WHAT IS BEING ASKED =>
Reproduce all of the listing below without alteration.

EXERCISE INPUT =>
########
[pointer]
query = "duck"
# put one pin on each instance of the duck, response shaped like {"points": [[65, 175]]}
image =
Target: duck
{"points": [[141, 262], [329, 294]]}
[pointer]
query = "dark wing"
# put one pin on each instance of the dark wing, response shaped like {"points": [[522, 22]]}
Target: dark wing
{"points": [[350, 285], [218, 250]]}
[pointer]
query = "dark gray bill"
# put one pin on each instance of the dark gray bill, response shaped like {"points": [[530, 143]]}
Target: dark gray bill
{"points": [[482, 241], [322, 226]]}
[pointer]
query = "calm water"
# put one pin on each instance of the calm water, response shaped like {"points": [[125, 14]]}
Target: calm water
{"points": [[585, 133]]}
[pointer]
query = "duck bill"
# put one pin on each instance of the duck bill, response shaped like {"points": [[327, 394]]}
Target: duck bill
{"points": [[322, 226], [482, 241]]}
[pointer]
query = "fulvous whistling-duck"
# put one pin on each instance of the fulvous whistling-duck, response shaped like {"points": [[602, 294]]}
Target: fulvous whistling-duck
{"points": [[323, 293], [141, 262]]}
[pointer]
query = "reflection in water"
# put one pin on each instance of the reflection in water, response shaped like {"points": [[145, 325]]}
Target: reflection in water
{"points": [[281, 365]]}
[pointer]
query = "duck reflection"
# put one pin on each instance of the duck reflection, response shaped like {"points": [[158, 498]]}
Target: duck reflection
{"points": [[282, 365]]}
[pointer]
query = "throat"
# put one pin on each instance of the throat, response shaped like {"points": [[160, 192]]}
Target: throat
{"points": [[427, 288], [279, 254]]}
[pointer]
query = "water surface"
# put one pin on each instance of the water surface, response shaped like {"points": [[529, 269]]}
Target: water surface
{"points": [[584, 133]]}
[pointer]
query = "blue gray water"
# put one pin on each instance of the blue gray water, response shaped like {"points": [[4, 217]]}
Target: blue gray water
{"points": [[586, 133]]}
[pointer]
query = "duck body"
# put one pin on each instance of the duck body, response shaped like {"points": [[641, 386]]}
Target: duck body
########
OUTPUT OF THE TASK =>
[pointer]
query = "duck"
# put one pin on each instance of the duck, response shaped like {"points": [[65, 175]]}
image =
Target: duck
{"points": [[141, 262], [329, 294]]}
[pointer]
query = "dark wing"
# put one pin on each instance of the dark wing, response shaped like {"points": [[522, 22]]}
Target: dark wing
{"points": [[350, 285], [218, 250]]}
[pointer]
query = "dark gray bill"
# put one pin on each instance of the dark gray bill, response shaped like {"points": [[530, 143]]}
Target: dark gray bill
{"points": [[482, 241], [322, 226]]}
[pointer]
query = "calm water"
# put one pin on each instance of the calm water, response shaped like {"points": [[125, 14]]}
Target: calm water
{"points": [[585, 133]]}
[pointer]
query = "duck bill"
# put one pin on each instance of the duck bill, response shaped like {"points": [[327, 394]]}
Target: duck bill
{"points": [[322, 226], [482, 241]]}
[pointer]
query = "fulvous whistling-duck"
# put one pin on each instance of the fulvous whistling-duck, response shaped like {"points": [[602, 294]]}
Target: fulvous whistling-duck
{"points": [[323, 293], [141, 262]]}
[pointer]
query = "reflection in water"
# put one pin on each instance of the reflection in water, response shaped like {"points": [[145, 325]]}
Target: reflection in water
{"points": [[281, 365]]}
[pointer]
query = "duck reflection"
# put one pin on each instance of the duck reflection, response shaped like {"points": [[158, 498]]}
Target: duck reflection
{"points": [[282, 365]]}
[pointer]
query = "throat"
# put one pin on each instance of the throat, response shaped like {"points": [[160, 192]]}
Target: throat
{"points": [[427, 288], [279, 254]]}
[pointer]
query = "water surface"
# put one pin on each instance of the water surface, response shaped like {"points": [[529, 269]]}
Target: water surface
{"points": [[584, 133]]}
[pointer]
query = "blue gray water"
# put one pin on each instance of the blue gray water, response shaped like {"points": [[4, 217]]}
Target: blue gray water
{"points": [[586, 133]]}
[pointer]
query = "duck body"
# put one pin on each instance of the duck body, response shaped like {"points": [[641, 386]]}
Target: duck body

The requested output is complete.